**What is asked**
From the material below, pull out each line that contains the string "stripe" and copy those lines unchanged.

**Data shown**

========

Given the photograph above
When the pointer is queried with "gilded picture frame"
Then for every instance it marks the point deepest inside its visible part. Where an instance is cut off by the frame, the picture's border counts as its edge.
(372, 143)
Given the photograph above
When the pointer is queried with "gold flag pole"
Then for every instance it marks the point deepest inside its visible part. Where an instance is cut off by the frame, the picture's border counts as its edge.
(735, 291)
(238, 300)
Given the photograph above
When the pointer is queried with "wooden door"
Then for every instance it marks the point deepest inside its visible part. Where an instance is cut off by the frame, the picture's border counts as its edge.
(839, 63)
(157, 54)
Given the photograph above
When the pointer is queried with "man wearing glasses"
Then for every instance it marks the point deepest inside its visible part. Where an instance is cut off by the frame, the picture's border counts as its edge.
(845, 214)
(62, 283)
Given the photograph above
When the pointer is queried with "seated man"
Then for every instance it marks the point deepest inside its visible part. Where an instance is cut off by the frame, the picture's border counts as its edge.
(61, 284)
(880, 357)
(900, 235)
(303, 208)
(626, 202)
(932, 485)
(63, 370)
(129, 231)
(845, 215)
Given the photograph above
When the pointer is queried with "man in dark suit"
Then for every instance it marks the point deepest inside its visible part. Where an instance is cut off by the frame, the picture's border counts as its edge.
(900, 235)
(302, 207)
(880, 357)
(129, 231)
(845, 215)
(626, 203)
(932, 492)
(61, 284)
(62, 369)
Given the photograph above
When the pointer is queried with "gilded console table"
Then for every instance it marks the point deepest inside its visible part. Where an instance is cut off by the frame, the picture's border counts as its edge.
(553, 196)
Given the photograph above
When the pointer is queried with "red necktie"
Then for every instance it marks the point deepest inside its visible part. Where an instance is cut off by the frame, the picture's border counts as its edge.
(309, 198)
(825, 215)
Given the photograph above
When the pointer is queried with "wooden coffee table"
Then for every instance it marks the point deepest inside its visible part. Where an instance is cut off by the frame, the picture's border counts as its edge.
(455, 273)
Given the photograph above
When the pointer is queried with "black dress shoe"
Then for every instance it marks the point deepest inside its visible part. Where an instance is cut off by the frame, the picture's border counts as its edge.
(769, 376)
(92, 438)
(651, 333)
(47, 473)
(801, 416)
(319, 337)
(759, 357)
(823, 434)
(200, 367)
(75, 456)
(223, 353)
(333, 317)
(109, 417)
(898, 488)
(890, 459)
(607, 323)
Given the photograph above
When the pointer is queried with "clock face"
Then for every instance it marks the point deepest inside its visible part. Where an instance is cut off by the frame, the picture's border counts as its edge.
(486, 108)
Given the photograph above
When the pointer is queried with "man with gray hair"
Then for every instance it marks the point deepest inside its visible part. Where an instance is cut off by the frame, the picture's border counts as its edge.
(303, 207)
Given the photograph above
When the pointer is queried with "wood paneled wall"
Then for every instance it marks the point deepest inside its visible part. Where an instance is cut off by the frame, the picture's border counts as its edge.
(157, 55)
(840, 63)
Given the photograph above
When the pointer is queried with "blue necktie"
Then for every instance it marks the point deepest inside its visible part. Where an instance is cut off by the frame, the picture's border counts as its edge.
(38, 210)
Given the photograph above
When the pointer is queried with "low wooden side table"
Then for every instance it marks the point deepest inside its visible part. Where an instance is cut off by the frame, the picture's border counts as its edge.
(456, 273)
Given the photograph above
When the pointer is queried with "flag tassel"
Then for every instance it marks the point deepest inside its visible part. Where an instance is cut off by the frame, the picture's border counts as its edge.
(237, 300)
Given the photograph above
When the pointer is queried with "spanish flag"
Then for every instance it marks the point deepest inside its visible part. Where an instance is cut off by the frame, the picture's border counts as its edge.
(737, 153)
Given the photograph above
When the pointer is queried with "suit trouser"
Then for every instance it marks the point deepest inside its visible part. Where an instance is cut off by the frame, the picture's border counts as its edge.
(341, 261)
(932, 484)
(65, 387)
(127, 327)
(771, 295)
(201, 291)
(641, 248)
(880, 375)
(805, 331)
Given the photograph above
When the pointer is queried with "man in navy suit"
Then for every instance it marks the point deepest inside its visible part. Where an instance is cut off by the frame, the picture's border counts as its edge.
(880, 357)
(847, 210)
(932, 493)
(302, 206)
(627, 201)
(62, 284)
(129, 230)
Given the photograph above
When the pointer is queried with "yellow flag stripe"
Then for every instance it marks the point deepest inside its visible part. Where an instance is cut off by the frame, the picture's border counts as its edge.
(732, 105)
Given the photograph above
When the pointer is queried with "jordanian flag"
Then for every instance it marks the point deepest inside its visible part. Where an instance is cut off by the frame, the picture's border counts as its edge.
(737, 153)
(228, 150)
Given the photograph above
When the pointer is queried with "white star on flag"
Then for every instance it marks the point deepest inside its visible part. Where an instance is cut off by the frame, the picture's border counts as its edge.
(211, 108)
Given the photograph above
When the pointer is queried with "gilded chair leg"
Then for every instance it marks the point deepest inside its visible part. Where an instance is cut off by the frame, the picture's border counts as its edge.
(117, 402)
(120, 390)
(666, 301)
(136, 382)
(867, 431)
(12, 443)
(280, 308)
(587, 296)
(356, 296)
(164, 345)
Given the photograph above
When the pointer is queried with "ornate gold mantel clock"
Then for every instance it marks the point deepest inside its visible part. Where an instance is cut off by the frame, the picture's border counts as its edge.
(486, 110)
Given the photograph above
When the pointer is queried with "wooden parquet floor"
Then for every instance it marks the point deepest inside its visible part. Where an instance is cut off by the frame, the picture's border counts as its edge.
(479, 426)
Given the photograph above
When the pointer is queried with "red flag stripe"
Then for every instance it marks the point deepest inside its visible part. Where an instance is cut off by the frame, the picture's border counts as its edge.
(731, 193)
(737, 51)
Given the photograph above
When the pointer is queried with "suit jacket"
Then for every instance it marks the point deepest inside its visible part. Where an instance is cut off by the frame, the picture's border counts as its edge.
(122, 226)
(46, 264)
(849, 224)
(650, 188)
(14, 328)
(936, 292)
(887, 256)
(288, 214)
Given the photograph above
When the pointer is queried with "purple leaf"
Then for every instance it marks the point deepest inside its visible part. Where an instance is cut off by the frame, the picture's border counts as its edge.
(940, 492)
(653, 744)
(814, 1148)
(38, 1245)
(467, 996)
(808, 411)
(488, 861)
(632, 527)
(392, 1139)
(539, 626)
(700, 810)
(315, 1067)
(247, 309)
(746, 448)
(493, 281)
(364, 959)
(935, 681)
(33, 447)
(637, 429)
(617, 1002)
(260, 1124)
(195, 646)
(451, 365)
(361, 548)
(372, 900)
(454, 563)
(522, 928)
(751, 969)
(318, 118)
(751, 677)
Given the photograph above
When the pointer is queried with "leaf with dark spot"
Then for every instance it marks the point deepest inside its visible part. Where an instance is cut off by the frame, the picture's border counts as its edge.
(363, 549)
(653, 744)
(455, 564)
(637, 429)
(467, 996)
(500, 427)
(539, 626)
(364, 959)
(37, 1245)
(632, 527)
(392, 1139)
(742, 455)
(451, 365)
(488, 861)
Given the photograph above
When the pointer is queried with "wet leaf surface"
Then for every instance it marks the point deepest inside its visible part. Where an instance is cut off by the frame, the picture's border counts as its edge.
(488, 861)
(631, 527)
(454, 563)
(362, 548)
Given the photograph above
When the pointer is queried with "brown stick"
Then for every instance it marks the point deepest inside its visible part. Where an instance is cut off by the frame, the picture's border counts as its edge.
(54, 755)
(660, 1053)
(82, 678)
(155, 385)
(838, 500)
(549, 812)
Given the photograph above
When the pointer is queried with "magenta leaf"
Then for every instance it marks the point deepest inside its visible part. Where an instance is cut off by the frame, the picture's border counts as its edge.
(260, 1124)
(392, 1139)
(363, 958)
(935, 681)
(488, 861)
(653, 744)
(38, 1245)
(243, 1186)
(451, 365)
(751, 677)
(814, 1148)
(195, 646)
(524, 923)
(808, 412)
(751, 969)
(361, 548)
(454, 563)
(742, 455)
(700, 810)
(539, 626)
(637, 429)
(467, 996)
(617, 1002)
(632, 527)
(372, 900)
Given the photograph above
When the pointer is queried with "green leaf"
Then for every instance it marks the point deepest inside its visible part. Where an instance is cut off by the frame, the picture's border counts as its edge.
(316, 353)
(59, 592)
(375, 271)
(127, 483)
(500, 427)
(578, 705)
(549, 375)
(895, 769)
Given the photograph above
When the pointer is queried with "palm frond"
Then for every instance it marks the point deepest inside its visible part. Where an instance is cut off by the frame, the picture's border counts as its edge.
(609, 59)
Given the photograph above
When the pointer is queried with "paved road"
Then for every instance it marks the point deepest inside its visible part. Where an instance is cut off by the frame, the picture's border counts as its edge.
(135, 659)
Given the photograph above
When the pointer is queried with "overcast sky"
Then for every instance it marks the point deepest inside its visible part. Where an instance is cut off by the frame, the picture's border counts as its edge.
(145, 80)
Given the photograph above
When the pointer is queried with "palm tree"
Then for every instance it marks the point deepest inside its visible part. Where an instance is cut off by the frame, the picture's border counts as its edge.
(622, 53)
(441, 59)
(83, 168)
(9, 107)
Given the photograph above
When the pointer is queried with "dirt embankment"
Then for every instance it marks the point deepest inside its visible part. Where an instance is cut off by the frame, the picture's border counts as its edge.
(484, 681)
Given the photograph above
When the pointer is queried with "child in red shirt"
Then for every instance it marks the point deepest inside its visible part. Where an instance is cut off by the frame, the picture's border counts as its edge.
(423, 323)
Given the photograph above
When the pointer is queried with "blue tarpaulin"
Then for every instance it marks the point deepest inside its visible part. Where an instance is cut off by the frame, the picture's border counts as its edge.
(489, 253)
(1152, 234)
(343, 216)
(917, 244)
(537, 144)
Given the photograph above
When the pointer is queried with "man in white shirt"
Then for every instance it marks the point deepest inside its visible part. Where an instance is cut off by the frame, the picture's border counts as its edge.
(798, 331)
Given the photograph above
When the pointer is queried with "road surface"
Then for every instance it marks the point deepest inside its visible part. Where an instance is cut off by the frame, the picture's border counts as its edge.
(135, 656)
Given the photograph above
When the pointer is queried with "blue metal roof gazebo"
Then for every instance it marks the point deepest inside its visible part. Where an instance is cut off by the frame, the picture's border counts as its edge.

========

**Solution for this exercise**
When the pointer is queried with "yellow flag stripe"
When the pointer is queried with "red flag stripe"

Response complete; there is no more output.